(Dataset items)
══════════════════════════════
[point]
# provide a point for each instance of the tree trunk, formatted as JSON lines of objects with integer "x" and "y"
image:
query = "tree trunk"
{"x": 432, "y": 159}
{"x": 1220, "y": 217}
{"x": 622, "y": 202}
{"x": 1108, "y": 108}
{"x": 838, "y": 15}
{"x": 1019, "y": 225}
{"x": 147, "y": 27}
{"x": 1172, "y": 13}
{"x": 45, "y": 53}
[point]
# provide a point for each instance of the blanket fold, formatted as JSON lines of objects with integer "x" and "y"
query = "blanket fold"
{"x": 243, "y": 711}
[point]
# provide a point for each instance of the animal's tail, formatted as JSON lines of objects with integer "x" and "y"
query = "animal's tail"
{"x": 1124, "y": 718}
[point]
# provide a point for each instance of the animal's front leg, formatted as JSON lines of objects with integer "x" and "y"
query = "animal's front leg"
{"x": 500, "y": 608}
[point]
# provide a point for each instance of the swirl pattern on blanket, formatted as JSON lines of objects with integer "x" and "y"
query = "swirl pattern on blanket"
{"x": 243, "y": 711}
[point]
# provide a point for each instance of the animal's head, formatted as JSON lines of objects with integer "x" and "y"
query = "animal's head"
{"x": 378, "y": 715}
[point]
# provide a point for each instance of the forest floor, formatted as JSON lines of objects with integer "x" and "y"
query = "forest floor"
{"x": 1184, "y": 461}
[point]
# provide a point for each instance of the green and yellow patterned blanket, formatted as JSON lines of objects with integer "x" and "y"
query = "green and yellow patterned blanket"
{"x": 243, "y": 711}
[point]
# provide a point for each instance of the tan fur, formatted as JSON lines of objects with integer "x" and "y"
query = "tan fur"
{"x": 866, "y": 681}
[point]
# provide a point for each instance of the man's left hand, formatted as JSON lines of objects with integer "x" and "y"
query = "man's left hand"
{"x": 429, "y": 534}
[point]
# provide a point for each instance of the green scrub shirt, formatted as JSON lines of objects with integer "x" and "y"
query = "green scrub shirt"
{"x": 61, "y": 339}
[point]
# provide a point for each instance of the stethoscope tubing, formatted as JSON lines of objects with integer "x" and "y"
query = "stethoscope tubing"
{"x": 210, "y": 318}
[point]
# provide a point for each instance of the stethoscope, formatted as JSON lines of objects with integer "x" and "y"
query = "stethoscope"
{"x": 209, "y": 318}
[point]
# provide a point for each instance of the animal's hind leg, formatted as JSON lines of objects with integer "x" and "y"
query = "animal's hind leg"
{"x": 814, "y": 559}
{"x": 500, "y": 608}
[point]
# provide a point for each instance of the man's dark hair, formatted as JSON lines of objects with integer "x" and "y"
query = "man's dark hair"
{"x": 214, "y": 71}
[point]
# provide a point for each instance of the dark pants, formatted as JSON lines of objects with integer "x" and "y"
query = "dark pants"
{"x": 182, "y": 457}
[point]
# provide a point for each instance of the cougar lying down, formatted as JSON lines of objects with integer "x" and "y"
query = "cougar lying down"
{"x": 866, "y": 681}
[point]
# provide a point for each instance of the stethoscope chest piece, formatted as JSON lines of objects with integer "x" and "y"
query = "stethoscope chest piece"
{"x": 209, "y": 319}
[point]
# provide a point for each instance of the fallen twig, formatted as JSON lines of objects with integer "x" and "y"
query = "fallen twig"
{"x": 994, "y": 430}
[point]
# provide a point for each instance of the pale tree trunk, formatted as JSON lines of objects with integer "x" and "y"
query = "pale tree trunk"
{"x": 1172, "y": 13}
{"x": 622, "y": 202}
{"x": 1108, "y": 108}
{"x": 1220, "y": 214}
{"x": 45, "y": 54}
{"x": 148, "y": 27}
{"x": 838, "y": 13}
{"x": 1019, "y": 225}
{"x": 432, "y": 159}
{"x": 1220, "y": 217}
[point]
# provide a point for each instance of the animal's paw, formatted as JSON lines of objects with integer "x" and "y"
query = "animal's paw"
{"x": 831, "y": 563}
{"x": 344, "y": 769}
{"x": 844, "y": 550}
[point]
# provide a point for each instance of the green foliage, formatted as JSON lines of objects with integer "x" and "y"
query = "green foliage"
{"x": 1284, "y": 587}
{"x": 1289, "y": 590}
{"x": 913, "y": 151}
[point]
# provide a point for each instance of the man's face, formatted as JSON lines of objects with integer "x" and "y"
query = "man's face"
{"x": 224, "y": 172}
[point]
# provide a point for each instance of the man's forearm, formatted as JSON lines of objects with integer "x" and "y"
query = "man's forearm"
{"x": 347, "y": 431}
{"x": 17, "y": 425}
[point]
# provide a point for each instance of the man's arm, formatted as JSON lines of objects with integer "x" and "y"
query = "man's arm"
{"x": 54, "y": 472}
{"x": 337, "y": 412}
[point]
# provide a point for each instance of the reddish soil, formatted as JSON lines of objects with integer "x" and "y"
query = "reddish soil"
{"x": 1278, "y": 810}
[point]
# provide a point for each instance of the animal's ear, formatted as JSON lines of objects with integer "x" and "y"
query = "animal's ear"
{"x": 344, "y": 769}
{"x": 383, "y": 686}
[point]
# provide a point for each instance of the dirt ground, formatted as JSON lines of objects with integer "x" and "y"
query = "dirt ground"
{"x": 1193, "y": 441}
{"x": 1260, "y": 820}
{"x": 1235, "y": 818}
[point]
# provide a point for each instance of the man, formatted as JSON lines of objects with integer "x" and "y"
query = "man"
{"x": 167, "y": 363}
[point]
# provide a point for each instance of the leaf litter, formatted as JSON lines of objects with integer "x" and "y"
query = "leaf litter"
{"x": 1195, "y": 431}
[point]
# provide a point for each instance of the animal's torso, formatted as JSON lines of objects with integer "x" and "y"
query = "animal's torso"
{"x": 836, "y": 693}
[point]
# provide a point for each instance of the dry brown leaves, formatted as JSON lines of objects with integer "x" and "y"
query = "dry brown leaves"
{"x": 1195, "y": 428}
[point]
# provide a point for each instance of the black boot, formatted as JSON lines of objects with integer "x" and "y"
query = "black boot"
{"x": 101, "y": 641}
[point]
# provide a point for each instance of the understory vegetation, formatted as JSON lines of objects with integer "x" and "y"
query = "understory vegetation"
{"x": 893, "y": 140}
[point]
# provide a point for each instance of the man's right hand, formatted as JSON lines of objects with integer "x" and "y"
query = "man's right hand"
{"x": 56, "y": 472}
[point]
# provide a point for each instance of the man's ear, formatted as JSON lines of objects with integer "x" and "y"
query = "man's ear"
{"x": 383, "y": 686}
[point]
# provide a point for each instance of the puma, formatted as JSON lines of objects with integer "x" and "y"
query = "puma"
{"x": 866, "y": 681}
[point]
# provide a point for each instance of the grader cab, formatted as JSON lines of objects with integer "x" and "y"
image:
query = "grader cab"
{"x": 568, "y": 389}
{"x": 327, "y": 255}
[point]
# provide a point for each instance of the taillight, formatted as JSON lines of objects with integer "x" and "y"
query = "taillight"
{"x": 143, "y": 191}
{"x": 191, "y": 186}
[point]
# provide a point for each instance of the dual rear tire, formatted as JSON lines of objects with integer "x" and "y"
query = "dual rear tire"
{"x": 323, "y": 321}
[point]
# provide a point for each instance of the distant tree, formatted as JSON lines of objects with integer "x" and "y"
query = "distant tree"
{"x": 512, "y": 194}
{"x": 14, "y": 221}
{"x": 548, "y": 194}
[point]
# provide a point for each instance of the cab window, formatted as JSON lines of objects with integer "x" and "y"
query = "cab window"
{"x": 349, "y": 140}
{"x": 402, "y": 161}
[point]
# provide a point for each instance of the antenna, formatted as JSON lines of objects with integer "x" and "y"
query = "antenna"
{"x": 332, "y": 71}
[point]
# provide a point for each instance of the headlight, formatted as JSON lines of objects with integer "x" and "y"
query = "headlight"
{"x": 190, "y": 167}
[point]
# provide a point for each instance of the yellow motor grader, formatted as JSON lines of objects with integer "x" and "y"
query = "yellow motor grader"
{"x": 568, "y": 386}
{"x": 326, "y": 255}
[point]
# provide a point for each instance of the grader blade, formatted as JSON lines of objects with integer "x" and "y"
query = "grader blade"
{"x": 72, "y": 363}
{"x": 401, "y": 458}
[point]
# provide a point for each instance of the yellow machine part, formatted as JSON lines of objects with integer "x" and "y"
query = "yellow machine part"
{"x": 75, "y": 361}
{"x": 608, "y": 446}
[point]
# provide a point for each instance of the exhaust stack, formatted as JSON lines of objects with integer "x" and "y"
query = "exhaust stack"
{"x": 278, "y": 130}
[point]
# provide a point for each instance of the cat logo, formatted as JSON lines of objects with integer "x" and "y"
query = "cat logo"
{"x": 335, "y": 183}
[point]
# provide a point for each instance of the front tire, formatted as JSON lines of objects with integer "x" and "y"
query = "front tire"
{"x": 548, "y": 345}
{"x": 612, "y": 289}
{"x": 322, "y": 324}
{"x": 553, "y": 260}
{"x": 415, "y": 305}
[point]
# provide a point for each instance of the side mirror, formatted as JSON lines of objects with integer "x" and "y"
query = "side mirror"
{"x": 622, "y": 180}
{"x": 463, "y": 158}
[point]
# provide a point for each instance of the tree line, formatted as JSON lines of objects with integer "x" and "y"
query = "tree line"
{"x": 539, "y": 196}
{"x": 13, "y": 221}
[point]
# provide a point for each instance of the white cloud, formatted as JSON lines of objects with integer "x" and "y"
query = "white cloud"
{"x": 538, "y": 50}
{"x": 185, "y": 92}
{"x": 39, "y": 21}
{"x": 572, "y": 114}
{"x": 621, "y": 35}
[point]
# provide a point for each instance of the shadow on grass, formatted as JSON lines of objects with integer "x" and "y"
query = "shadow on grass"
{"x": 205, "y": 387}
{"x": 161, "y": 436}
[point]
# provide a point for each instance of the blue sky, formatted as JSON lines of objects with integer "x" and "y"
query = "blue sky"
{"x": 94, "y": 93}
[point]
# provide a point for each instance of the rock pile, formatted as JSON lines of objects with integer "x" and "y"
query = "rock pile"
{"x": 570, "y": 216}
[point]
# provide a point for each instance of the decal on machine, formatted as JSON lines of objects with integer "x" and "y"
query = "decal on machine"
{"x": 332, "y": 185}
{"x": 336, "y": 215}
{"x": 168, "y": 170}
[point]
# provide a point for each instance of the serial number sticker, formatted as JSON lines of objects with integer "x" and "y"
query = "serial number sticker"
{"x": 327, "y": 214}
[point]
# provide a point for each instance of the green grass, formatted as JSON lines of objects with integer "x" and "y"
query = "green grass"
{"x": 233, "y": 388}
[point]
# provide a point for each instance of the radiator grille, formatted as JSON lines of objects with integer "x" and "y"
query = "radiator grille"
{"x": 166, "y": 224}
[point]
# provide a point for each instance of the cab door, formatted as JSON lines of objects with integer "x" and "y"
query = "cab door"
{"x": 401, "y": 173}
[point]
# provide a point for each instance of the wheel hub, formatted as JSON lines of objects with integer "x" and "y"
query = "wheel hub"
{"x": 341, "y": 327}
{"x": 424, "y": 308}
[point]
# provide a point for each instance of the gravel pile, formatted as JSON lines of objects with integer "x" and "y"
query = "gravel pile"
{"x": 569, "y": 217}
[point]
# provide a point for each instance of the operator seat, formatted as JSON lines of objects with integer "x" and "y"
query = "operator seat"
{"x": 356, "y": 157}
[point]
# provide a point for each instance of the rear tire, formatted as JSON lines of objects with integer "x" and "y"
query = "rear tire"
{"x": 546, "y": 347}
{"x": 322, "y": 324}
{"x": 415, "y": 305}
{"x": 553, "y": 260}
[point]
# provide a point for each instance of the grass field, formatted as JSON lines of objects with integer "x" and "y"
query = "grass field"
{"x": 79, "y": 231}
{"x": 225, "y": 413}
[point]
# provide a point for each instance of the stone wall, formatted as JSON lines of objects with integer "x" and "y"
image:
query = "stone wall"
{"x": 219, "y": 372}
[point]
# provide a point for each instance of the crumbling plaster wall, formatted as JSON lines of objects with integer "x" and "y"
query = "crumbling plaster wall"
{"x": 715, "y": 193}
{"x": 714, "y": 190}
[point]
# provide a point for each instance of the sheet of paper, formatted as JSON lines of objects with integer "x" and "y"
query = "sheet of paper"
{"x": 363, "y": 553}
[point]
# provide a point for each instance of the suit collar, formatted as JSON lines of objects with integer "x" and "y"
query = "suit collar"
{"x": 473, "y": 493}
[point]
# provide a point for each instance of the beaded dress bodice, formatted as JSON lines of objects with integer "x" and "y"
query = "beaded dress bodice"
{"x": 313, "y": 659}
══════════════════════════════
> [Brief]:
Gather every line in the items above that contains the string "stack". Match case exactly.

> [Task answer]:
# provide a point for each instance of the exhaust stack, formatted as JSON lines of objects with integer "x" and "y"
query = "exhaust stack"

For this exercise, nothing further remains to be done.